▶ _TEXTE FOURNI_

------------------------------------

J’étais super confiant. De mon cheval, d’une préparation qui s’est passée comme prévu. La seule chose qui nous fait douter, c’est l’opposition. Il y a les anglais et on les regarde toujours avec une vision différente, surtout sur ce type de distance. Mais King Gold ne pouvait pas mal courir. Il est toujours difficile d’envisager de gagner, on y va « petits bras » même si on ne néglige pas la qualité de King Gold et qu’on se remémore ses courses précédentes. Mais on a toujours peur de ces Anglais. Peur d’aller courir chez eux, peur de les recevoir. On se met à un niveau en-dessous. Mais il avait tellement bien travaillé, il était tellement sur la montante qu’il ne pouvait pas mal courir.

Comment avez-vous vécu le passage du poteau et le développement de la photographie ?

C’est déjà toujours un grand moment de courir ces courses-là. Aux 100m, là où j’étais, King Gold est venu comme pour gagner « largement » puis il y a eu la petite photo où tout peut basculer… Sur le ralenti, avec la caméra sans doute biaisée, il y a un avantage pour l’anglais et seule la photo peut donner le verdict. Tant mieux que cela ait été dans notre sens et quelle joie de voir le 8 s’afficher !

King Gold se révèle pleinement à 6ans. Pourquoi, selon vous ?

Très jeune, il montrait beaucoup de moyens le matin. Il a eu des soucis de santé, il n’était pas consolidé dans son physique. Il a débuté par la force des choses, puis nous sommes repartis un peu à zéro suite à ses pépins. L’élément déclencheur a été cette année mais, auparavant, il avait déjà fait son petit bonhomme de chemin. Il faut se rappeler qu’il avait battu Marianafoot à Cagnes-sur-Mer, ce qui n’était pas anodin ! King Gold l’avait battu six mois après son succès dans le Maurice de Gheest [dans le Prix Cirrus des Aigles 2022, ndlr]. Il a fait son année puis il est allé à Meydan. J’aime aller là-bas, il y a de belles courses à courir, il y a le soleil et je l’ai testé sur le dirt. Cela s’était plutôt bien passé, même s’il avait été malheureux car je pense que nous aurions dû nous imposer au moins une fois, voire deux. Il est rentré et de fil en aiguille… Entre sa victoire de Gr3 et le Maurice de Gheest, il avait vraiment fait un bond.

------------------------------------

▶ _CONSIGNE 1_
D'après l'entretien sur King Gold :
(a) Quel cheval King Gold avait-il battu à Cagnes-sur-Mer ?
(b) Quel numéro la personne interrogée se réjouit-elle d'avoir vu s'afficher ?
(c) Sur quelle surface King Gold a-t-il été testé à Meydan ?

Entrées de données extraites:
------------------------------------

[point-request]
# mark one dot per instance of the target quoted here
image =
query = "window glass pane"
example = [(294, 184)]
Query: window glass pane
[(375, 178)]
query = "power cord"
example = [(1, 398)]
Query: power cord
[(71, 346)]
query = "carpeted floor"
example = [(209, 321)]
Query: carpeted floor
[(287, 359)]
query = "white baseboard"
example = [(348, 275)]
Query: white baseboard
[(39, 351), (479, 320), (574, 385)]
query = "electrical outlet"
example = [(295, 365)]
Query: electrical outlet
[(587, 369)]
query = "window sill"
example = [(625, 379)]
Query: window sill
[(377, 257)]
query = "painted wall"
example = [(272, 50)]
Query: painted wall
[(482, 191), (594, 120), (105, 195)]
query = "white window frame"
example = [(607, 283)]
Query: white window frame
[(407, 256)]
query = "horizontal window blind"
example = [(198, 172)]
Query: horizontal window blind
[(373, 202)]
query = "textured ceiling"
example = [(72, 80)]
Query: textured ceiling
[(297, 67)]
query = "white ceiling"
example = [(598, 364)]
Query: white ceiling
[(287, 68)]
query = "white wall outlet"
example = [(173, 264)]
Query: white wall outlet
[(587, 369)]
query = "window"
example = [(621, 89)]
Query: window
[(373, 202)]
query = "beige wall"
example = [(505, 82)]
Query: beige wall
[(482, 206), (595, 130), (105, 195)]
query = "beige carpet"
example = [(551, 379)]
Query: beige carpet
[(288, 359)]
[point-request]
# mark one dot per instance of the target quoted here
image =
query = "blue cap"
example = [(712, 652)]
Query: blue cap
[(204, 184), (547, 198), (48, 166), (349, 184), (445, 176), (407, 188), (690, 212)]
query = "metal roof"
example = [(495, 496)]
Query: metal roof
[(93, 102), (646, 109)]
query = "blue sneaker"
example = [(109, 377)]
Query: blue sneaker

------------------------------------

▶ _CONSIGNE 2_
Combien de lignes des enregistrements contiennent la chaîne « blind », en respectant la casse ? Répondez uniquement par ce nombre.

▶ _SOLUTION 1_
(a) Marianafoot.
(b) Le 8.
(c) Le dirt.

▶ _SOLUTION 2_
2